- **Exercise description**: Please rewrite the lines below, replacing "positive clicks" with "foreground clicks" wherever it appears and leaving everything else unchanged. Omit the pictures from your answer.

- **Records supplied**:

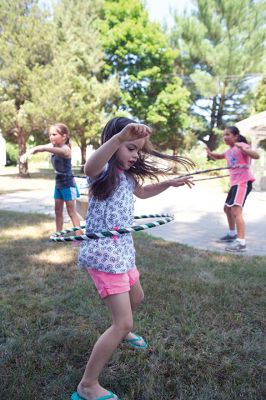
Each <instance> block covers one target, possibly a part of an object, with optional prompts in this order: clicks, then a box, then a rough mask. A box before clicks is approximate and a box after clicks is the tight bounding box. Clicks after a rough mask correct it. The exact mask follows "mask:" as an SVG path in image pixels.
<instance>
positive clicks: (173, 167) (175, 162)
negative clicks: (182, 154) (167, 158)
mask: <svg viewBox="0 0 266 400" xmlns="http://www.w3.org/2000/svg"><path fill="white" fill-rule="evenodd" d="M172 150H173V156H177V149H176V148H174V149H172ZM172 171H173V174H177V173H178V168H177V163H176V162H175V161H173V167H172Z"/></svg>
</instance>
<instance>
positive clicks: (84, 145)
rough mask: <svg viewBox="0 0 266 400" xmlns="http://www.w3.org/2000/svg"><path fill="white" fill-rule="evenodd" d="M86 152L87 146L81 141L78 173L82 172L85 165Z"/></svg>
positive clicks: (85, 158)
mask: <svg viewBox="0 0 266 400" xmlns="http://www.w3.org/2000/svg"><path fill="white" fill-rule="evenodd" d="M86 150H87V144H86V142H85V141H81V147H80V151H81V167H80V172H84V164H85V163H86Z"/></svg>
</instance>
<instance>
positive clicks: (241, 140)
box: [226, 125, 248, 143]
mask: <svg viewBox="0 0 266 400" xmlns="http://www.w3.org/2000/svg"><path fill="white" fill-rule="evenodd" d="M226 129H228V130H229V131H230V132H231V133H232V135H234V136H237V141H238V142H242V143H247V142H248V141H247V139H246V138H245V136H243V135H241V134H240V131H239V129H238V128H237V127H236V126H234V125H233V126H228V127H227V128H226Z"/></svg>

- **Completed exercise**:
Each <instance> block covers one target, possibly a part of an object, with optional prompts in this order: clicks, then a box, then a rough mask. A box before clicks is approximate and a box after clicks is the tight bounding box. Clicks after a rough mask correct it. The exact mask follows "mask:" as an SVG path in image pixels.
<instance>
foreground clicks: (173, 167) (175, 162)
negative clicks: (182, 154) (167, 158)
mask: <svg viewBox="0 0 266 400" xmlns="http://www.w3.org/2000/svg"><path fill="white" fill-rule="evenodd" d="M172 150H173V156H177V149H176V148H174V149H172ZM172 171H173V174H177V173H178V168H177V163H176V162H175V161H173V167H172Z"/></svg>
</instance>
<instance>
foreground clicks: (84, 145)
rough mask: <svg viewBox="0 0 266 400" xmlns="http://www.w3.org/2000/svg"><path fill="white" fill-rule="evenodd" d="M86 152L87 146L81 141L78 173L82 172L85 165Z"/></svg>
foreground clicks: (85, 158)
mask: <svg viewBox="0 0 266 400" xmlns="http://www.w3.org/2000/svg"><path fill="white" fill-rule="evenodd" d="M86 150H87V144H86V142H85V141H81V147H80V151H81V167H80V172H84V164H85V163H86Z"/></svg>
</instance>
<instance>
foreground clicks: (241, 140)
box: [226, 125, 248, 143]
mask: <svg viewBox="0 0 266 400" xmlns="http://www.w3.org/2000/svg"><path fill="white" fill-rule="evenodd" d="M226 129H228V130H229V131H230V132H231V133H232V135H234V136H237V141H238V142H242V143H247V142H248V141H247V139H246V138H245V136H243V135H241V134H240V131H239V129H238V128H237V127H236V126H234V125H233V126H228V127H227V128H226Z"/></svg>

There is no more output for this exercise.